▶ _PASSAGE TO READ_:
# # # # # # #

Daily Bible Reading — February 18

 

FEBRUARY 18 — Exodus 1; Luke 4; Job 18; 1 Corinthians 5

THE SECOND ROUND OF BILDAD the Shuhite (Job 18) has a note of desperation to it. When the argument is weak, some people just yell louder.

Bildad begins by telling Job, in effect, that there is no point talking with him until he adopts a sensible stance (18:2). Job is worse than wrong: he is perverse or insane. In Bildad’s view, Job is willing to overturn the very fabric of the universe to justify himself: “You who tear yourself to pieces in your anger, is the earth to be abandoned for your sake? Or must the rocks be moved from their place?” (18:4).

The rest of the chapter is given over to a horrific description of what happens to the wicked person—destroyed, despised, trapped, subject to calamity and disaster, terrified, burned up, cut off from the community. “The memory of him perishes from the earth; he has no name in the land” (18:17). People from the east and from the west alike are “appalled at his fate” (18:20)—and of course this means he serves as an admirable moral lesson for those with eyes to see.

Up to this point, the three “miserable comforters” have united in agreeing that Job is wicked. Unless the last verse of the chapter is mere parallelism, the charge now seems to be ratcheted up a notch: “Surely such is the dwelling of an evil man; such is the place of one who knows not God” (18:21). Job, in short, is not only wicked, but utterly ignorant of God.

# # # # # # #

▶ _SUPPLIED MATERIAL_:
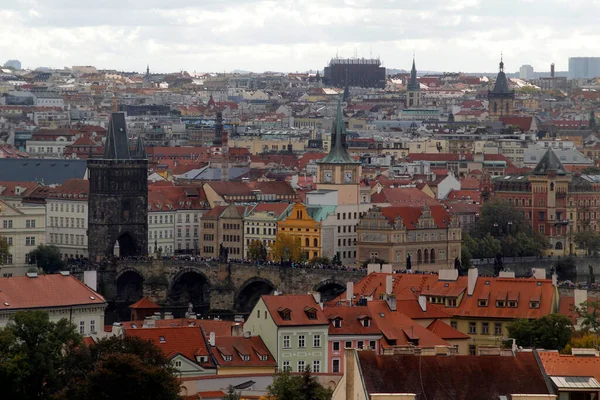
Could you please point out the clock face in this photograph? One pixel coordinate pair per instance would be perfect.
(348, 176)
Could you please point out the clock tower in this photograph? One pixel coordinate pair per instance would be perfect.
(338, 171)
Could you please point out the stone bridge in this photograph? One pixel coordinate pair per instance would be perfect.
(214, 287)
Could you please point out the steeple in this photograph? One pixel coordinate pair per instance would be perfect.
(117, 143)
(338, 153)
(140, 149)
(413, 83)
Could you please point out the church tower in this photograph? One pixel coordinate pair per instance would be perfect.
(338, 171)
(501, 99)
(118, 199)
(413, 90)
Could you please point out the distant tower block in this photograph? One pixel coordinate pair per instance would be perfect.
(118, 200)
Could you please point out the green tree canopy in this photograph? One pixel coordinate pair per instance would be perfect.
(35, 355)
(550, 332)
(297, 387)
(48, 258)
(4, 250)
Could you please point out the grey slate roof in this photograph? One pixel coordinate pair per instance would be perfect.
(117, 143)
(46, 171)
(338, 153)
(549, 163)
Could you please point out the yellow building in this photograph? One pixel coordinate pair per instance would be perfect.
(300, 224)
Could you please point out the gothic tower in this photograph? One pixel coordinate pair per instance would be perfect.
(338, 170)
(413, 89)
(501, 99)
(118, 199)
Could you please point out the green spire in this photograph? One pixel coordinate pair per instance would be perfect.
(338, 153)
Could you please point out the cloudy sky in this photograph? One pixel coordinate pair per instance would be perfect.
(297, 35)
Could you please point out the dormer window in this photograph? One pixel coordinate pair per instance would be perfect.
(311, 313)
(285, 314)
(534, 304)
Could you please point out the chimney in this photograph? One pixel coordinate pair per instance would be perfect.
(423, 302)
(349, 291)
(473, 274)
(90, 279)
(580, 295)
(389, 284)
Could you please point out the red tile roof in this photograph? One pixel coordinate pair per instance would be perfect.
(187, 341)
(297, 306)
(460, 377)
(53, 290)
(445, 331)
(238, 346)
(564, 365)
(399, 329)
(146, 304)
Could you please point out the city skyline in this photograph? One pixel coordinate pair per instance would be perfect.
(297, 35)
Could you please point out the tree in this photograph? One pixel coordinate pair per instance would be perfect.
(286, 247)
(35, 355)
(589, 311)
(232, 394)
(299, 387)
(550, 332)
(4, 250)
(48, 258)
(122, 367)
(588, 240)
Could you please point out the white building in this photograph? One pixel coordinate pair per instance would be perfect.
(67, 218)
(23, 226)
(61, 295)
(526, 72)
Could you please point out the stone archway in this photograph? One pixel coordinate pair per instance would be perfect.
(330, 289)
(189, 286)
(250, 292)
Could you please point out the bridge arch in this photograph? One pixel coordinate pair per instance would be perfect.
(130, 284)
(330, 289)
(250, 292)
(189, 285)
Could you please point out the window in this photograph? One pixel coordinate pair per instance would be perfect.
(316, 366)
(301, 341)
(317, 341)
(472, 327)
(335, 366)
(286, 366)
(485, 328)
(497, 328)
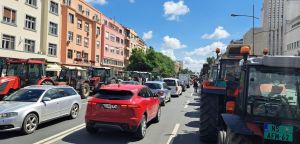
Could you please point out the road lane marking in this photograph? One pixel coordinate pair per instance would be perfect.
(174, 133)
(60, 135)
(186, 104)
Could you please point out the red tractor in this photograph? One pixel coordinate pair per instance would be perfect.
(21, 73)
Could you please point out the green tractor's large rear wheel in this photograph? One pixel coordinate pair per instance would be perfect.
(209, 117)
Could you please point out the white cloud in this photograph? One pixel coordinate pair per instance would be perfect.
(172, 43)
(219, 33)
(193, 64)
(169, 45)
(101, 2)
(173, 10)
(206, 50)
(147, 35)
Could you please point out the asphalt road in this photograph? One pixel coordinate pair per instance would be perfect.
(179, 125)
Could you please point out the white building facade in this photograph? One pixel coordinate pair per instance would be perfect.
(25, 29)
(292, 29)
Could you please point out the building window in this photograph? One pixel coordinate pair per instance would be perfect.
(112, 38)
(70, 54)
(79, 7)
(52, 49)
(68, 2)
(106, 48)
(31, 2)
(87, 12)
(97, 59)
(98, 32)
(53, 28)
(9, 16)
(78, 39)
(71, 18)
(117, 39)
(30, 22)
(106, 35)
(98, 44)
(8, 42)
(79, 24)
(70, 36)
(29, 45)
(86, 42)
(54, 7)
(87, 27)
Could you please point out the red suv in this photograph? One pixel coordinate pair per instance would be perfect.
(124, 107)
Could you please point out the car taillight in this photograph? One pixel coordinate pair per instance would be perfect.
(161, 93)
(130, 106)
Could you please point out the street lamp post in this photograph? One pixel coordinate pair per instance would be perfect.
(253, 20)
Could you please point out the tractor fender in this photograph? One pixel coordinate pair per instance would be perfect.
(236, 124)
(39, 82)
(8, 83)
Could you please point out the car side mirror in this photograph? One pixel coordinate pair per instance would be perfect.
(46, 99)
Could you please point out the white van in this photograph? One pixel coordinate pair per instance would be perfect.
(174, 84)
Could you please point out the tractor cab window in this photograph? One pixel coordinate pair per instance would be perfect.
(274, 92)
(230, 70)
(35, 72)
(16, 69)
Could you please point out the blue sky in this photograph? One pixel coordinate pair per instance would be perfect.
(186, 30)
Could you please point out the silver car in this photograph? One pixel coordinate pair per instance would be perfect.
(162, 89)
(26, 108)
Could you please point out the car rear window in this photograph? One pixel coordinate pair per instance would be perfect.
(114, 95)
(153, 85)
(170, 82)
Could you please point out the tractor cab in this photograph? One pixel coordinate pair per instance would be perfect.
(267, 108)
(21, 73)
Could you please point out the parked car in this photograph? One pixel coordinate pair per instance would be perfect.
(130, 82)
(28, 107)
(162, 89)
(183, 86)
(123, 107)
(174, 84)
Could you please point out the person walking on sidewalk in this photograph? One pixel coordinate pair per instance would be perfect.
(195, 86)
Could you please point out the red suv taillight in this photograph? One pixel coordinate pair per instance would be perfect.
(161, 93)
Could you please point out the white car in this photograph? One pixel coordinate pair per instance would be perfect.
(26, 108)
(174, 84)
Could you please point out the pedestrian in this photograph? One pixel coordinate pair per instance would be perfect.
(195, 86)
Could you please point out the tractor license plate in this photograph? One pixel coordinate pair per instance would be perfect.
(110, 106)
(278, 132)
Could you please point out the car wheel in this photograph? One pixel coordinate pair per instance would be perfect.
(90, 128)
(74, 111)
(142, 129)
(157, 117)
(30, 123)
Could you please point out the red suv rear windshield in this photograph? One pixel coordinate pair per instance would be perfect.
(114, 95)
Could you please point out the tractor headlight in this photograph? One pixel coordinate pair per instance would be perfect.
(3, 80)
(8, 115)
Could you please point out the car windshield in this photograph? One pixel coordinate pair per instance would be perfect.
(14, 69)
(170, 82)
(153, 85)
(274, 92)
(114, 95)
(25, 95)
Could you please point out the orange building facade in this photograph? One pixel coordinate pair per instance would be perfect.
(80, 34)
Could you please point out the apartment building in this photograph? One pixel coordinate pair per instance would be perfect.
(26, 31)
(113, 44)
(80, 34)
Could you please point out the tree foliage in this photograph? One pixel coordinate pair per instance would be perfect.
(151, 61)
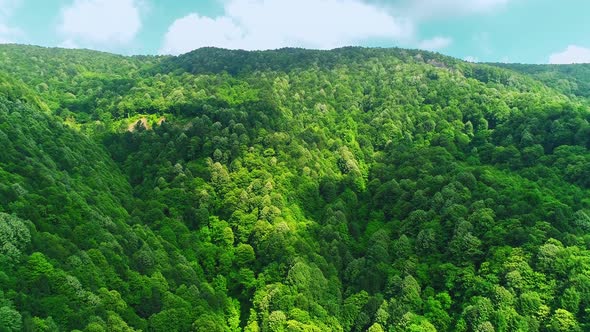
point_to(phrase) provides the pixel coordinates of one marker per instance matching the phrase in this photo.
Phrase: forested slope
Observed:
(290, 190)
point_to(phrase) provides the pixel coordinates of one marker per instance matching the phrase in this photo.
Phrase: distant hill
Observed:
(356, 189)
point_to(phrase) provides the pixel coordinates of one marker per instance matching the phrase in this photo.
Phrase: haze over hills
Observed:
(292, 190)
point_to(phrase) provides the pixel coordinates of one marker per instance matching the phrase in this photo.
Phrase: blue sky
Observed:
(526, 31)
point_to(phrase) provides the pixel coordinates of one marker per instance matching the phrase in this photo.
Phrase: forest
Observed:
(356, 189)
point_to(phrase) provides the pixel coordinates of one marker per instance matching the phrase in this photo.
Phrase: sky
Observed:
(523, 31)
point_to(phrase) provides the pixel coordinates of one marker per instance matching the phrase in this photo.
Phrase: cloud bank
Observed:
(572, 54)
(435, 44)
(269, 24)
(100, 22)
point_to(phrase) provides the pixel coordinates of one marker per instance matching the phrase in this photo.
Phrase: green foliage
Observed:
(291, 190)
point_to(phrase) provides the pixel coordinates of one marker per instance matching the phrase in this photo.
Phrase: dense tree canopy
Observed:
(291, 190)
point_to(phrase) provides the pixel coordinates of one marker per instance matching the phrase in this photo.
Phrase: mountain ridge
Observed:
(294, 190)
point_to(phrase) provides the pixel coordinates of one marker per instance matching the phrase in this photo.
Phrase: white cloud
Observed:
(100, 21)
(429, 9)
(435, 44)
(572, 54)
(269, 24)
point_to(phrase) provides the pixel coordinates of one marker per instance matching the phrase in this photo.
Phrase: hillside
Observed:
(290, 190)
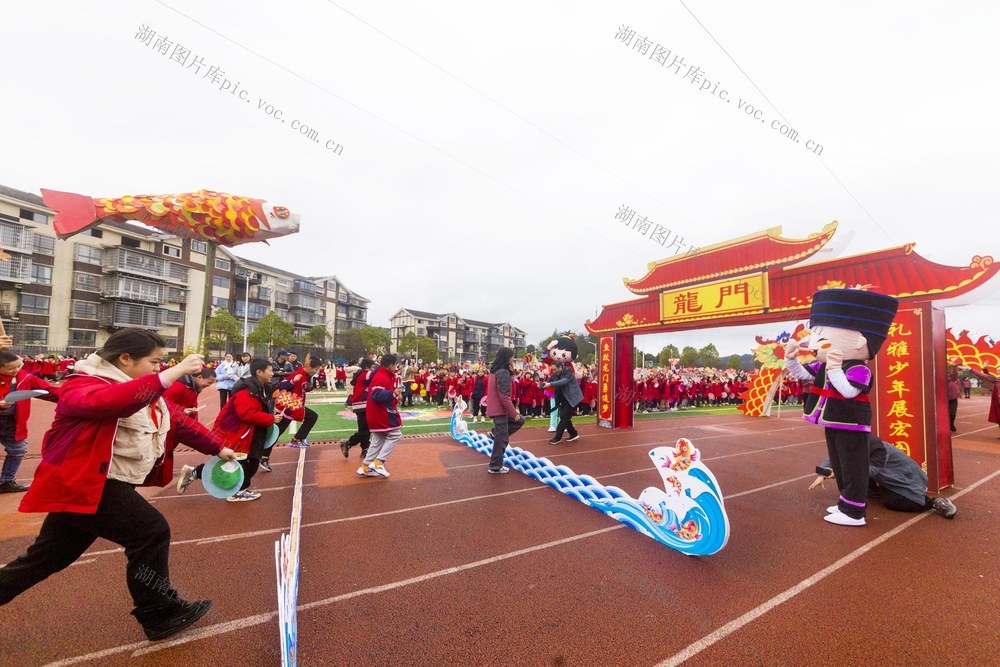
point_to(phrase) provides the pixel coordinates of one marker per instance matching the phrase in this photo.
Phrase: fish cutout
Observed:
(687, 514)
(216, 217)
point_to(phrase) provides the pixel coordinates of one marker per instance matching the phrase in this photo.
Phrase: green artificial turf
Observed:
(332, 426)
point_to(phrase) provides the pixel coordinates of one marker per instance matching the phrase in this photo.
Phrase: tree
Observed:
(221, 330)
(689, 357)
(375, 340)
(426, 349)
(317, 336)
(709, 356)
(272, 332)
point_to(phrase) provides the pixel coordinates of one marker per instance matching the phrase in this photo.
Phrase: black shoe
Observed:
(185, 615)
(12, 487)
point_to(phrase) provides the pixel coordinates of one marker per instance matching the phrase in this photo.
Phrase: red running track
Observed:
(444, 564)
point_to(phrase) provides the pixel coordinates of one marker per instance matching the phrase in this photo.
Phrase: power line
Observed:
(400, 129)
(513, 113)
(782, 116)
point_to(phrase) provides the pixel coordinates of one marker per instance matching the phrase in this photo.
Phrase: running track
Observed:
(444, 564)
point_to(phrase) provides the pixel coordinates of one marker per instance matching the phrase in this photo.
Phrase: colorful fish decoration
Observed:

# # # # # # #

▶ _TASKS TO COMPLETE_:
**1.** Gather every line of the rows that contains the string "running".
**2.** Carry the commentary on Bildad's second speech in Job 18 forward from its final sentence.
The passage on Job 18 has no connection to the rows.

▶ _RESPONSES IN ORDER_:
**1.**
Phrase: red running track
Phrase: running track

**2.**
It is time to reflect a little on this sort of charge. At one level, what Eliphaz, Bildad, and Zophar keep saying is entirely in line with a repeated theme of the Scriptures: God is just, and justice will be done and will be seen to be done. Everyone will one day acknowledge that God is right—whether in the reverent submission of faith, or in the terror that cries for the rocks and the mountains to hide them from the wrath of the Lamb (Rev. 6). The theme recurs in virtually every major corpus of the Bible. The alternative to judgment is appalling: there is no final and perfect judgment, and therefore no justice, and therefore no meaningful distinction between right and wrong, between good and evil. Not to have judgment would be to deny the significance of evil.

But to apply this perspective too quickly, too mechanically, or as if we have access to all the facts, is to destroy the significance of evil from another angle. Innocent suffering (as we have seen) is ruled out. To call a good man evil in order to preserve the system is not only personally heartless, but relativizes good and evil; it impugns God as surely as saying there is no difference between good and evil. Sometimes we must simply appeal to the mystery of wickedness.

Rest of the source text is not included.